• [What is expected] Give back every line of the data, transcribed exactly.

• [Excerpted data]

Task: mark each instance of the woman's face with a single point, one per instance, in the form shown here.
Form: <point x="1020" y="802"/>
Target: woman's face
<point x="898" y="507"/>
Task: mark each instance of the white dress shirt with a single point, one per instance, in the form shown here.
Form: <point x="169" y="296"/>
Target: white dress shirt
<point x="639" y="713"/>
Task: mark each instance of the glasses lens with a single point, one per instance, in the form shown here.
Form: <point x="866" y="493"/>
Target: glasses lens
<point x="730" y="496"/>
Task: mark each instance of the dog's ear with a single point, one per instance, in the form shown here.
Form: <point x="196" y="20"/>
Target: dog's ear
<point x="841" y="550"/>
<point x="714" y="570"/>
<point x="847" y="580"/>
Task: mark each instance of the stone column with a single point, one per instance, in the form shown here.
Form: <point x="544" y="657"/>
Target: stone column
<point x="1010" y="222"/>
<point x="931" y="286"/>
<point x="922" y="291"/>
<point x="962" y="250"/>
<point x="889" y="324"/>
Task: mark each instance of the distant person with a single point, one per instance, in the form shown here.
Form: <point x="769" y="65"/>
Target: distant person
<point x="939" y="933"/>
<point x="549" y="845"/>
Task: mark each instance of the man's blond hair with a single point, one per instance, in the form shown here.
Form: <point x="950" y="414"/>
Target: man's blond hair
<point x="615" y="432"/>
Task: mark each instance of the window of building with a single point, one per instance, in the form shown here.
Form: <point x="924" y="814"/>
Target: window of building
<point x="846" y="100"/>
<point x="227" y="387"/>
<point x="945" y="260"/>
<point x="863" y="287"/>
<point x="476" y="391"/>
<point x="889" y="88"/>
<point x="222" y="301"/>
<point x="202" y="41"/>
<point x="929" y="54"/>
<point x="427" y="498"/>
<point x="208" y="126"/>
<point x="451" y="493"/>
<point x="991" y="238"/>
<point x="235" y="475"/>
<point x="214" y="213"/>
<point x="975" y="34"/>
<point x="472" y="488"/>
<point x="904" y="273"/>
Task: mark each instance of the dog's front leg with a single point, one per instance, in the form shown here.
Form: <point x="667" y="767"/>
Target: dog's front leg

• [Response box]
Task: mark each instance of the woman's face with a single point, one per instance, in the form shown here.
Form: <point x="1020" y="802"/>
Target: woman's face
<point x="898" y="507"/>
Task: mark each instance of the white dress shirt with a single point, one per instance, in the form shown here.
Form: <point x="169" y="296"/>
Target: white dress shirt
<point x="639" y="713"/>
Task: mark each instance of the glasses lens with a single point, one per instance, in the form shown here.
Form: <point x="866" y="493"/>
Target: glasses lens
<point x="730" y="496"/>
Task: mark each instance of the dog's ear with a single point, one per instance, in the form shown here.
Form: <point x="196" y="20"/>
Target: dog's ear
<point x="841" y="550"/>
<point x="714" y="570"/>
<point x="847" y="580"/>
Task: mark each instance of the stone column with a single point, one per instance, in the form shown here.
Form: <point x="544" y="657"/>
Target: stone column
<point x="1010" y="222"/>
<point x="931" y="286"/>
<point x="922" y="291"/>
<point x="962" y="250"/>
<point x="889" y="324"/>
Task: mark each instance of the distant person with a single point, one per instance, in the form shown here.
Form: <point x="769" y="65"/>
Target: distant person
<point x="939" y="933"/>
<point x="549" y="845"/>
Task: mark each instance of the man's blond hair with a single point, one per instance, in the form shown here.
Form: <point x="950" y="414"/>
Target: man's blond hair
<point x="615" y="432"/>
Task: mark each instance of the window of building with a single point, one per instance, in the form shown here.
Form: <point x="924" y="814"/>
Target: window of building
<point x="846" y="100"/>
<point x="227" y="387"/>
<point x="945" y="260"/>
<point x="863" y="287"/>
<point x="476" y="391"/>
<point x="889" y="88"/>
<point x="222" y="301"/>
<point x="202" y="41"/>
<point x="929" y="54"/>
<point x="427" y="498"/>
<point x="208" y="126"/>
<point x="451" y="493"/>
<point x="991" y="238"/>
<point x="235" y="475"/>
<point x="214" y="213"/>
<point x="975" y="34"/>
<point x="472" y="488"/>
<point x="904" y="273"/>
Task: mark each instance of the dog's front leg with a single point, one per instance, in the form shown here.
Form: <point x="667" y="767"/>
Target: dog's front leg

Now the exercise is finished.